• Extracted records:
▬▬▬▬▬▬▬▬▬▬

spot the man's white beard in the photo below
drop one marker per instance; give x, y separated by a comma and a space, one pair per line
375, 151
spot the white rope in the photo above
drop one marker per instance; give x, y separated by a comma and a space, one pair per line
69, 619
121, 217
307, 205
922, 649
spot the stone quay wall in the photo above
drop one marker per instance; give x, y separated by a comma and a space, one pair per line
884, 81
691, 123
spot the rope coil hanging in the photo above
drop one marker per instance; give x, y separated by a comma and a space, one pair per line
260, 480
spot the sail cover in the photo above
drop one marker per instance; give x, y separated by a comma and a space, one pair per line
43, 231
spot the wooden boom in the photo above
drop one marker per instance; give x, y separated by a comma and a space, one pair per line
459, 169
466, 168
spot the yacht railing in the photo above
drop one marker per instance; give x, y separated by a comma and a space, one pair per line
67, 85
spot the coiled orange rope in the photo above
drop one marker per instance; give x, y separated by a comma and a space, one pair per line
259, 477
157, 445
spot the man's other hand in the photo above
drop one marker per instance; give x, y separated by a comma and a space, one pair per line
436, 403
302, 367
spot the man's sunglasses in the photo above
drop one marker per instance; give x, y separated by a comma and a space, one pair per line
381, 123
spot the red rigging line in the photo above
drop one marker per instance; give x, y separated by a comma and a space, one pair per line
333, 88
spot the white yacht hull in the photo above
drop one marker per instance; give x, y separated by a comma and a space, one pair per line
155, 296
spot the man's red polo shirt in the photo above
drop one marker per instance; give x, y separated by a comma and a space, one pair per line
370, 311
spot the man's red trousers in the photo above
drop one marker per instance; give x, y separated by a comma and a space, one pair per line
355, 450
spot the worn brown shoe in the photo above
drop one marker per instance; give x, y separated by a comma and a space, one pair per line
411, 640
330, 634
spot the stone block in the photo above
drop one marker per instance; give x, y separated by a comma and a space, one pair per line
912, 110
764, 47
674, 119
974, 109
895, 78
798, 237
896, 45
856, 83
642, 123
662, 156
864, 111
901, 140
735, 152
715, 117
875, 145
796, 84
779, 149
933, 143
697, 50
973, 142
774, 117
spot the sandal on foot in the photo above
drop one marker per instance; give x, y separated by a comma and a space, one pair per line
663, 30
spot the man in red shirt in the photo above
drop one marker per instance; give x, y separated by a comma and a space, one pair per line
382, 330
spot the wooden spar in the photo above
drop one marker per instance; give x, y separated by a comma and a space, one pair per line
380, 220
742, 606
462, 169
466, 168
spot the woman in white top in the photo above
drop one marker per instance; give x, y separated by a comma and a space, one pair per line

▬▬▬▬▬▬▬▬▬▬

• Problem to solve: Please transcribe the entries above exactly as written.

• Exercise output:
spot the man's white beard in the photo below
drop one marker per instance; give x, y separated by a comma and a space, one pair per line
375, 151
spot the white rope in the photo above
drop one marker per instance; give x, y separated by a comma and a space, one pair per line
69, 619
121, 217
307, 205
922, 649
spot the stone quay wall in the photo above
drop one marker per instance; give x, y separated by a comma and a space, one pair per line
884, 81
691, 123
spot the rope coil hanging in the photo above
drop one marker per instance; give x, y separated by a comma and a space, one pair per line
260, 480
spot the sail cover in the photo above
drop one marker per instance; give x, y separated by a comma and a space, one pair per line
43, 231
spot the wooden boom in the photo above
drop one marker per instance; give x, y separated by a comma and a space, one pair per line
459, 169
466, 168
spot the yacht railing in the photo above
drop one marker per instance; give x, y separated by a comma and a space, one pair per line
67, 85
spot the coiled orange rope in the photo above
drop one marker per instance; give x, y separated by a comma and a space, one pair per line
259, 477
157, 445
spot the man's other hand in the photo above
drop one marker per instance; give x, y separated by a comma and a space, one pair per line
436, 403
302, 367
spot the man's sunglasses in the photo above
drop one marker per instance; give x, y separated by a comma and a space, one pair per line
381, 123
spot the red rigging line in the photo above
drop one marker per instance; give x, y separated by a comma and a space, one pair per line
333, 88
spot the white yacht hull in the photo above
drop one marker per instance; give x, y separated by a comma and a space, one pair per line
155, 296
spot the man's red polo shirt in the photo above
drop one marker per instance; give x, y separated by a comma and a space, one pair per line
370, 311
spot the man's red trousers in the photo above
drop one marker per instance; give x, y separated by a comma and a space, one pair per line
355, 450
spot the worn brown shoe in the photo above
drop one marker per instance; give x, y separated by a comma and a space, one pair per line
411, 640
330, 634
spot the stone block in the photo above
drop one marker per instance; give x, y separated by a comma and a space, one pair per line
912, 110
764, 47
674, 119
974, 109
895, 78
798, 237
896, 45
856, 83
642, 123
662, 156
864, 111
901, 140
735, 152
715, 117
875, 145
796, 84
779, 149
933, 143
697, 50
973, 142
774, 117
spot the sandal on foot in the photo above
drop one marker per instance; give x, y separated by a comma and a space, one pair per line
663, 30
spot the man in red shirt in the photo above
drop one marker per instance; give x, y separated by a comma and a space, one pair per line
382, 330
spot the wooden spar in the photo above
drop one marker per instance; give x, y separated by a comma and a space, one pair per line
380, 220
742, 606
462, 169
466, 168
spot the woman in white top in the photo above
drop one marker per instance; give x, y separated by a comma and a space, one pair per line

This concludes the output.